Questo il principio sancito dalla Sezione Lavoro della Corte di Cassazione che ha respinto il ricorso di un lavoratore al quale era stata tolta l'indennità di malattia perché non aveva aperto al medico dell'INPS, risultando in tal modo assente.
L'uomo aveva sostenuto di essere in salotto con un amico e che nessuno dei due aveva sentito suonare, lamentandosi oltretutto del fatto che il medico non avesse suonato il campanello ma si fosse limitato a "bussare" alla porta. La Suprema Corte afferma invece che "l'ingiustificata assenza del lavoratore alla visita di controllo non coincide necessariamente con l'assenza del lavoratore dalla propria abitazione, potendo essere integrata da qualsiasi condotta dello stesso lavoratore, pur presente in casa, che sia valsa ad impedire l'esecuzione del controllo sanitario per incuria, negligenza o altro motivo non apprezzabile sul piano giuridico e sociale".
I Supremi Giudici sottolineano, inoltre, che, essendo la sala vicino
all'ingresso, i due uomini avrebbero dovuto sentire i colpi sulla porta,
rilevando come il verbo "bussare", inteso nel significato di "picchiare
ad una porta per farsi aprire", venga usato abitualmente come sinonimo
di "suonare", vista "l'identica finalità delle due azioni". (18
giugno 1999)
Sentenza della Sezione Lavoro n. 5000/99 depositata il 22 maggio 1999
REPUBBLICA ITALIANA
IN NOME DEL POPOLO ITALIANO
LA CORTE SUPREMA DI CASSAZIONE
Sezione Lavoro
composta dagli Ill.mi Sigg.ri Magistrati
ha pronunciato la seguente
SENTENZA
sul ricorso proposto da .......
Ricorrente
contro INPS - Istituto Nazionale Della Previdenza Sociale, in persona
del legale rappresentante pro temporte elettivamente domiciliato in Roma,
Via della Frezza, 17 presso l'avvocatura Centrale dell'Istituto rappresentato
e difeso dagli avvocati Vincenzo Cerioni, Giuseppe Gigante, giusto mandato
in calce al ricorso; resistente con mandato avverso la sentenza 222/95
del Tribunale di Lodi, depositata il 31/10/95 R.G.N. 1221/94; udita la
relazione della causa svolta nella pubblica udienza del 26/01/99 dal Consigliere
relatore ... udito il P.M. in persona del Sostituto Procuratore Generale
Dott. Cinque Alberto, che ha concluso per l'accoglimento del quinto motivo,
rigettato gli altri.
SVOLGIMENTO DEL PROCESSO
Con ricorso al Pretore di Lodi, depositato il 3 marzo 1994, M. D.
conveniva in giudizio la S.r.l. Beta Utensili, sua datrice di lavoro, e
l'INPS. Assumendo di non essersi assentato dalla propria abitazione durante
le fasce orarie di reperibilità dei giorni 2 e 3 luglio 1993, chiedeva
la condanna della Beta Utensili al pagamento della somma di lire 163.693
a titolo di retribuzione, e di entrambi i convenuti al pagamento dal trattamento
economico di malattia [1] per i giorni 1, 2, 3 e 5 luglio, pari a lire
479.602, oltre interessi e rivalutazione. La Beta Utensili, costituitasi,
conciliava la controversia relativamente alla sua posizione, mentre l'INPS
restava contumace. Con sentenza del 20/23 giugno 1994 il Pretore
accoglieva la domanda, condannando l'INPS a corrispondere al ricorrente
il trattamento economico di malattia dal quale era stato dichiarato decaduto.

Dati forniti:
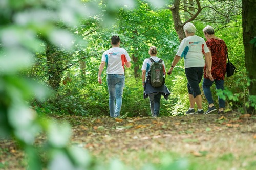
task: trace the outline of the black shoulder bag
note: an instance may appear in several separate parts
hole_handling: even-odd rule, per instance
[[[227,56],[228,62],[227,63],[226,72],[227,73],[227,77],[230,77],[234,74],[234,71],[236,71],[236,67],[233,64],[232,64],[231,62],[229,61],[229,58],[228,58],[227,51],[226,52],[227,52]]]

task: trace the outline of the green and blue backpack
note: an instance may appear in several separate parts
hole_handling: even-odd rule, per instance
[[[160,87],[165,83],[164,75],[165,74],[165,71],[162,64],[163,60],[160,59],[158,62],[156,62],[151,58],[148,58],[148,59],[152,63],[149,66],[147,80],[149,81],[150,84],[152,86]]]

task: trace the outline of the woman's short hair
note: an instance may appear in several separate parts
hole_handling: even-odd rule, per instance
[[[214,34],[214,29],[212,27],[209,25],[207,25],[203,29],[203,31],[204,33],[207,33],[209,35],[213,35]]]
[[[116,45],[120,42],[120,38],[119,36],[117,35],[113,35],[111,37],[111,43],[112,45]]]
[[[187,22],[183,26],[184,32],[187,31],[188,33],[195,33],[197,31],[196,27],[191,22]]]
[[[148,52],[151,54],[156,54],[157,52],[157,48],[155,46],[152,46],[150,48]]]

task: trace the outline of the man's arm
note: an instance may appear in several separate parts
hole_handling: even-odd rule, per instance
[[[170,75],[170,74],[172,73],[172,71],[173,71],[173,70],[174,69],[174,67],[178,63],[178,62],[179,62],[180,59],[180,56],[175,55],[175,57],[174,57],[174,60],[173,61],[173,62],[172,63],[170,68],[169,69],[169,71],[168,71],[168,72],[167,73],[168,75]]]
[[[126,62],[125,63],[125,66],[126,66],[127,68],[130,68],[131,67],[131,62]]]
[[[98,73],[98,82],[99,84],[101,84],[102,83],[102,80],[101,80],[101,74],[102,73],[103,70],[104,69],[104,67],[106,62],[105,61],[101,61],[100,65],[99,66],[99,72]]]

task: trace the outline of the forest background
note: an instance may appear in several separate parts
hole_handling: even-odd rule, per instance
[[[224,91],[212,88],[226,99],[226,112],[236,110],[246,114],[250,108],[249,113],[253,114],[255,109],[255,69],[250,71],[253,65],[246,68],[250,62],[245,59],[242,4],[246,3],[242,1],[5,0],[0,3],[0,137],[14,137],[31,159],[31,169],[45,166],[34,145],[41,131],[49,135],[47,148],[54,153],[52,159],[60,153],[74,156],[67,149],[69,125],[64,123],[58,129],[59,124],[46,120],[44,116],[109,116],[106,81],[100,85],[97,80],[102,54],[111,47],[113,35],[119,36],[120,47],[132,59],[132,68],[125,69],[121,115],[150,116],[141,82],[143,61],[154,45],[169,68],[184,38],[182,26],[188,21],[202,37],[203,28],[211,25],[215,35],[225,41],[237,67],[233,76],[226,77]],[[252,46],[254,40],[250,40]],[[104,72],[103,80],[105,76]],[[172,94],[168,100],[161,100],[160,116],[184,115],[189,107],[184,61],[167,76],[166,84]],[[216,96],[214,100],[218,103]],[[57,152],[56,148],[61,151]]]

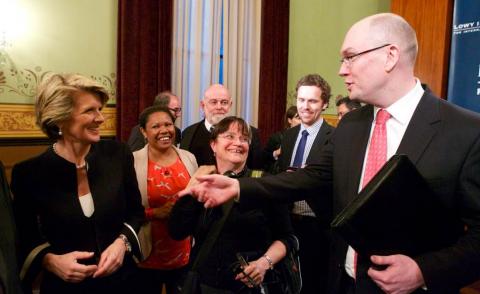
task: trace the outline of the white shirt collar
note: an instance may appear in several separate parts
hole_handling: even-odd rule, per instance
[[[317,120],[313,125],[311,126],[306,126],[303,123],[300,124],[300,133],[302,133],[303,130],[307,130],[309,135],[317,134],[320,128],[322,127],[323,123],[323,118],[320,117],[319,120]]]
[[[423,90],[420,80],[416,79],[415,87],[385,110],[388,111],[392,118],[397,120],[400,124],[404,126],[408,125],[423,93],[425,93],[425,90]],[[379,109],[380,108],[376,106],[374,107],[374,119],[377,117]]]
[[[210,132],[210,128],[213,127],[213,125],[209,123],[207,119],[205,119],[205,127],[207,128],[207,131]]]

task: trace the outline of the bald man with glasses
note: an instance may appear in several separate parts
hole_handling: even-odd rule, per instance
[[[215,157],[210,148],[210,132],[216,124],[229,115],[232,108],[232,98],[227,87],[220,84],[208,87],[200,101],[200,107],[205,118],[182,132],[180,148],[193,153],[199,166],[213,165]],[[248,152],[247,166],[252,169],[262,169],[263,157],[258,130],[252,127],[252,142]]]

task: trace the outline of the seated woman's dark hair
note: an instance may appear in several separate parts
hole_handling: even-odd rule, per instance
[[[218,124],[215,125],[212,133],[210,134],[210,141],[215,141],[218,135],[225,133],[228,131],[228,128],[232,124],[237,124],[238,129],[242,133],[242,135],[248,137],[248,143],[252,142],[252,130],[250,125],[241,117],[238,116],[227,116],[226,118],[222,119]]]
[[[167,107],[154,105],[154,106],[145,108],[142,111],[142,113],[140,113],[140,117],[138,118],[138,124],[140,125],[140,127],[142,127],[142,129],[145,129],[145,126],[147,125],[147,121],[150,118],[150,115],[156,112],[164,112],[168,114],[168,116],[172,119],[172,122],[175,122],[175,117]]]

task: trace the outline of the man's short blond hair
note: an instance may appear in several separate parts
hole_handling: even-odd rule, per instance
[[[406,53],[411,65],[415,64],[418,54],[417,34],[403,17],[393,13],[380,13],[369,17],[369,21],[370,28],[378,34],[380,41],[397,44]]]
[[[98,97],[102,105],[109,98],[105,87],[78,74],[52,74],[38,86],[35,100],[36,123],[50,139],[60,137],[58,124],[71,117],[74,97],[80,92]]]

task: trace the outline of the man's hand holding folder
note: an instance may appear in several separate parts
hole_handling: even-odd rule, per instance
[[[378,266],[368,275],[382,290],[410,293],[424,286],[414,258],[453,244],[458,235],[445,229],[462,227],[454,219],[408,157],[394,155],[331,226]]]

Compito 1:
Trascrivi dal brano sulla sentenza della Cassazione il passo che va da "SVOLGIMENTO DEL PROCESSO" a "stato dichiarato decaduto.".
Compito 2:
Rispondi alle domande in base al brano sulla sentenza della Cassazione.
(a) Secondo il lavoratore, dove si trovava e con chi quando è passato il medico?
(b) Quale tribunale ha emesso la sentenza 222/95?
(c) In che data è stato depositato il ricorso al Pretore di Lodi?

Risposta 1:
SVOLGIMENTO DEL PROCESSO
Con ricorso al Pretore di Lodi, depositato il 3 marzo 1994, M. D.
conveniva in giudizio la S.r.l. Beta Utensili, sua datrice di lavoro, e
l'INPS. Assumendo di non essersi assentato dalla propria abitazione durante
le fasce orarie di reperibilità dei giorni 2 e 3 luglio 1993, chiedeva
la condanna della Beta Utensili al pagamento della somma di lire 163.693
a titolo di retribuzione, e di entrambi i convenuti al pagamento dal trattamento
economico di malattia [1] per i giorni 1, 2, 3 e 5 luglio, pari a lire
479.602, oltre interessi e rivalutazione. La Beta Utensili, costituitasi,
conciliava la controversia relativamente alla sua posizione, mentre l'INPS
restava contumace. Con sentenza del 20/23 giugno 1994 il Pretore
accoglieva la domanda, condannando l'INPS a corrispondere al ricorrente
il trattamento economico di malattia dal quale era stato dichiarato decaduto.

Risposta 2:
(a) In salotto con un amico.
(b) Il Tribunale di Lodi.
(c) Il 3 marzo 1994.